### AUFGABEN
A – Warum bezieht das Heft laut dem Editorial über Epilepsie in der Familie auch andere an Epilepsie erkrankte Familienmitglieder ein und nicht nur Familien mit Kindern mit Epilepsie? Antworte in ein bis drei Sätzen.
B – Fasse im Editorial über Epilepsie in der Familie den Absatz, der mit „Diese Sichtweise greift jedoch zu kurz“ beginnt, kürzer als Stichpunktliste zusammen und behalte dabei seine wesentlichen Aussagen bei.

### TEXTAUSSCHNITT
Einfälle Nr. 155 | 3. Quartal 2020

Liebe Leserinnen und Leser, liebe Freunde und Förderer,

wenn über Epilepsie in der Familie gesprochen wird, denken die meisten Menschen an die „klassische“ Kleinfamilie, die aus Vater, Mutter und ein bis zwei Kindern besteht – und natürlich hat in dieser Familie eines der Kinder eine Epilepsie. Inhaltlich geht es dann vor allem darum, welche Auswirkungen die Epilepsie auf das Familienleben hat und was die Eltern tun können, damit die Familie gut mit der Epilepsie zurechtkommt.

Diese Sichtweise greift jedoch zu kurz. Unabhängig von der Epilepsie sind Familien heute vielfältiger, als sie es beispielsweise in den 1950’er Jahren waren. Wenn wir weiter zurückschauen wird deutlich, dass es die „klassische“ Kleinfamilie als hauptsächliche Familienform nur in einem sehr begrenzten Zeitraum gegeben hat. Die jeweils vorherrschende Familienform ist dabei eng mit gesellschaftlichen Entwicklungen und insbesondere mit der Ausdifferenzierung der Industrie- bzw. postindustriellen Gesellschaft verbunden – darauf gehen wir in unserem einleitenden Artikel zum Schwerpunkt kurz ein. Denn wenn es darum geht, tragfähige Konzepte zur Förderung von Familien – seien es nun Familien mit oder ohne Epilepsie – weiterzuentwickeln, ist das nur auf Grundlage der gegebenen gesellschaftlichen Bedingungen möglich, ob die uns nun gefallen oder nicht.

Was die Epilepsie betrifft, können diese alle Familienmitglieder bekommen – auch der Partner/die Partnerin, die jungen Eltern noch kleiner Kinder oder die älter werdenden Eltern bereits erwachsener Kinder und auch nahe Angehörige. Was es jedoch für die anderen Familienmitglieder bedeutet, wenn in der Familie ein Elternteil, das zugleich immer auch Partner/Partnerin ist oder ein Mensch im höheren Lebensalter, der immer auch Teil einer Familie ist, an Epilepsie erkrankt, wird eher selten thematisiert. Deshalb versuchen wir in diesem Heft zumindest ansatzweise, uns nicht nur auf die Perspektive der Familien mit Kindern mit Epilepsie zu beschränken, sondern auch die anderen Familienmitglieder, die an einer Epilepsie erkrankt sind, einzubeziehen.

### Gespeicherte Dateneinträge
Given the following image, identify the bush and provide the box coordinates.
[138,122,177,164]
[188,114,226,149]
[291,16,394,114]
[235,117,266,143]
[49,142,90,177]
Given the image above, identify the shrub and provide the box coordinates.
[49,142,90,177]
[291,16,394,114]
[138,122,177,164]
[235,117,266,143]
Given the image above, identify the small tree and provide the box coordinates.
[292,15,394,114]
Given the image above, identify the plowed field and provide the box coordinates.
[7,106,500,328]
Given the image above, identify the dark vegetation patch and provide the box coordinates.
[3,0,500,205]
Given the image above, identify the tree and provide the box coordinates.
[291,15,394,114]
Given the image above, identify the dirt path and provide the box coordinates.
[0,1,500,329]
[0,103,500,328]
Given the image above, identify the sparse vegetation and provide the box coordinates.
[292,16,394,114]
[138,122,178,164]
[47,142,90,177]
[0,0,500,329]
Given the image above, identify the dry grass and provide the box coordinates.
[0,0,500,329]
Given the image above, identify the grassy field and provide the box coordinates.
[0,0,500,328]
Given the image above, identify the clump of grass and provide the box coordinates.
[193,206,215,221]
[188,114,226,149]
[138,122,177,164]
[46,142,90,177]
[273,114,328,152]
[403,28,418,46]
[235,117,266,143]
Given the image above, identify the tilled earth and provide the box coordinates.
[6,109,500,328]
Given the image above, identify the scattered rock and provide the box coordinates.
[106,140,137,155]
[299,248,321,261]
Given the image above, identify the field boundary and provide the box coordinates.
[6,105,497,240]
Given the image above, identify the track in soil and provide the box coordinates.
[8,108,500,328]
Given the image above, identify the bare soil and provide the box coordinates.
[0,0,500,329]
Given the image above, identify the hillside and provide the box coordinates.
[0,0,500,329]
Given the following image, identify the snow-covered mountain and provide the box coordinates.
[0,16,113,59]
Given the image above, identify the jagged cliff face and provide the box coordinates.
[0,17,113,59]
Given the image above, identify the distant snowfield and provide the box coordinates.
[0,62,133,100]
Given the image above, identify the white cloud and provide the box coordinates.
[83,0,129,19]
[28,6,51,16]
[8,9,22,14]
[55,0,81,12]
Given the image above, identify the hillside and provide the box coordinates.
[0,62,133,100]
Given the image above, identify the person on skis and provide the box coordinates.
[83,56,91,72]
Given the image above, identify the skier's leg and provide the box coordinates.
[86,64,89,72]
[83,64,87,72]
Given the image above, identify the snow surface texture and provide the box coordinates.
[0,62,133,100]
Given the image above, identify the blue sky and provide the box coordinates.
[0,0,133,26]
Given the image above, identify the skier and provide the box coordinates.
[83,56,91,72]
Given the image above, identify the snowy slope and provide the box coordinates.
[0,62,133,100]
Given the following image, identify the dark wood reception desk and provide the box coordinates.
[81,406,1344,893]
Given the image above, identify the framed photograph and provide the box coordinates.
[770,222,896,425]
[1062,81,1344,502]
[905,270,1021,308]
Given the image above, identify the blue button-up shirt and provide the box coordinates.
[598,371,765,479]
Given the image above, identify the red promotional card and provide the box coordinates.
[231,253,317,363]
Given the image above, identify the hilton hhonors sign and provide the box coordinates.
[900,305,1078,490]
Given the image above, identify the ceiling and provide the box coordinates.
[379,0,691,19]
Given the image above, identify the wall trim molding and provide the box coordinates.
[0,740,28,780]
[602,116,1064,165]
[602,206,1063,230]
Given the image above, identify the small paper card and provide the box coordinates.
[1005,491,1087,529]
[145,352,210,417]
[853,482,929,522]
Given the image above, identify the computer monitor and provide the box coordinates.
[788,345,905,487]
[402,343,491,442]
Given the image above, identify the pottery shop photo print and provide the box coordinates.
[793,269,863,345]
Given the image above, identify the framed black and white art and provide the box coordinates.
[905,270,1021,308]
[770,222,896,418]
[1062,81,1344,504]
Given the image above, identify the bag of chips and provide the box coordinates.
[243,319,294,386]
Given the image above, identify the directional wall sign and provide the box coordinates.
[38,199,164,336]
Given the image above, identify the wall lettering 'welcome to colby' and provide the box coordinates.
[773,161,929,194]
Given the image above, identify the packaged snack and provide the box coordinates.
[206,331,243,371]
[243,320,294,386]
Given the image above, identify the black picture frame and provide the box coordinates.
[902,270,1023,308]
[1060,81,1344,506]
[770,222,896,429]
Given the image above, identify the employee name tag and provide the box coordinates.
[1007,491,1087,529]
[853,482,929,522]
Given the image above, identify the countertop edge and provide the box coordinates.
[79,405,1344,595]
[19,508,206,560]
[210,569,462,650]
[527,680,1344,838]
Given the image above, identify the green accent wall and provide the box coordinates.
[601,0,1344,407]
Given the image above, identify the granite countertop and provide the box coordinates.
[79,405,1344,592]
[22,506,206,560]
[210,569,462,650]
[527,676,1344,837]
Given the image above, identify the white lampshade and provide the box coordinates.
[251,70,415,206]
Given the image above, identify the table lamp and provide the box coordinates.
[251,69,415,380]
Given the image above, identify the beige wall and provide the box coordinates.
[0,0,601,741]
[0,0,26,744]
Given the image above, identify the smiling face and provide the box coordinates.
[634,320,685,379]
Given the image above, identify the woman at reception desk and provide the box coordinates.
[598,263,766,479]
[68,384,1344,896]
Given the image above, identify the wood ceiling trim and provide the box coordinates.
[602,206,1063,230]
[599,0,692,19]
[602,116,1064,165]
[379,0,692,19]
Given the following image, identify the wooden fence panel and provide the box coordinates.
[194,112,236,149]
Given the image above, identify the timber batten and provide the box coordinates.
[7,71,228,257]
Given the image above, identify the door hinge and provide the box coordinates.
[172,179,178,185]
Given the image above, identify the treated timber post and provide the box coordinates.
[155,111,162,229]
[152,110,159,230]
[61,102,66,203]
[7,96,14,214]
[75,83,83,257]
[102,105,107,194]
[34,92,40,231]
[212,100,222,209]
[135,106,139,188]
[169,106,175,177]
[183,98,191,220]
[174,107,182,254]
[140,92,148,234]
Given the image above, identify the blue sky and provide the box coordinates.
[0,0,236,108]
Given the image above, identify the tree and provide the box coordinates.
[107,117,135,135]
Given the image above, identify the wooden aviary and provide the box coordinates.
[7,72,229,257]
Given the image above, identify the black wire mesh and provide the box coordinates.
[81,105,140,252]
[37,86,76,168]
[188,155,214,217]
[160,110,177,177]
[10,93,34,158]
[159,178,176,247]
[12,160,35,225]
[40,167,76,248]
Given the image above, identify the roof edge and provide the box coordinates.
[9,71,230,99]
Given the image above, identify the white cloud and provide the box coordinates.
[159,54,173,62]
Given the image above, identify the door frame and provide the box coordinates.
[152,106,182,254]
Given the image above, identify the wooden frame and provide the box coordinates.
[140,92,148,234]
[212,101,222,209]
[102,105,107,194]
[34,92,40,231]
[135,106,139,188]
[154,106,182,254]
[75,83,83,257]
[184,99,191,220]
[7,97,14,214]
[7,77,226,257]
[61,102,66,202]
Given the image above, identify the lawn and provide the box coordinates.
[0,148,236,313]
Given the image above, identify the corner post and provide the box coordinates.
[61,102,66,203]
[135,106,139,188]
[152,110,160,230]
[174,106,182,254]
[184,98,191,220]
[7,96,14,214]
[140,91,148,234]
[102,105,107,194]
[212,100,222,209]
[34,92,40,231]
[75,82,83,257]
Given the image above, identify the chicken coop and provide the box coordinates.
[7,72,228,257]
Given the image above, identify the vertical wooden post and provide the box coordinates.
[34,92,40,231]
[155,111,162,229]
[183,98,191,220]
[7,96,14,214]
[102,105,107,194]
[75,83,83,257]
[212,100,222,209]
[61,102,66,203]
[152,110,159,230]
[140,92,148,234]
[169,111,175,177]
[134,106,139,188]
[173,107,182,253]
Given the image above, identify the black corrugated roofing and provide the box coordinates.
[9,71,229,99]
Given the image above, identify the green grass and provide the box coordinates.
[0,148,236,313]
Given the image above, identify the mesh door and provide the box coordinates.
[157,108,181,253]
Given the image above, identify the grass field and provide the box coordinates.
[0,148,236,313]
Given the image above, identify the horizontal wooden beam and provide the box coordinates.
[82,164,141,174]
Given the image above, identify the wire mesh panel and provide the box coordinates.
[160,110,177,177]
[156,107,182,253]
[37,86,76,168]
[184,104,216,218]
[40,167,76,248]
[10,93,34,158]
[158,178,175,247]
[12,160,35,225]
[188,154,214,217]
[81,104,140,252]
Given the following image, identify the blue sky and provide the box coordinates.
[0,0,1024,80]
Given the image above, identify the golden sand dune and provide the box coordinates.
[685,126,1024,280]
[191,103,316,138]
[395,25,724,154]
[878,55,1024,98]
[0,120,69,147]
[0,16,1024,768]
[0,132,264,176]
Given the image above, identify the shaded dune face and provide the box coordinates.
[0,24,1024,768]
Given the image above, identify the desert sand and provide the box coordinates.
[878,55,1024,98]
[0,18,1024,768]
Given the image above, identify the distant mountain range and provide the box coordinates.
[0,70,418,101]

### ANTWORTEN JE AUFGABE
A – Jedes Familienmitglied kann an Epilepsie erkranken, auch ein Elternteil, der Partner oder die Partnerin oder ein älterer Mensch. Was das für die übrigen Familienmitglieder bedeutet, wird aber eher selten thematisiert. Deshalb versucht das Heft, diese Perspektive zumindest ansatzweise einzubeziehen.

B –
- Der Blick auf die „klassische“ Kleinfamilie greift zu kurz.
- Familien sind heute vielfältiger als etwa in den 1950er Jahren.
- Als hauptsächliche Familienform gab es die Kleinfamilie nur in einem sehr begrenzten Zeitraum.
- Die vorherrschende Familienform hängt eng mit gesellschaftlichen Entwicklungen zusammen, besonders mit der Ausdifferenzierung der Industrie- bzw. postindustriellen Gesellschaft. Darauf geht der einleitende Artikel zum Schwerpunkt kurz ein.
- Tragfähige Konzepte zur Förderung von Familien lassen sich nur auf Grundlage der gegebenen gesellschaftlichen Bedingungen weiterentwickeln.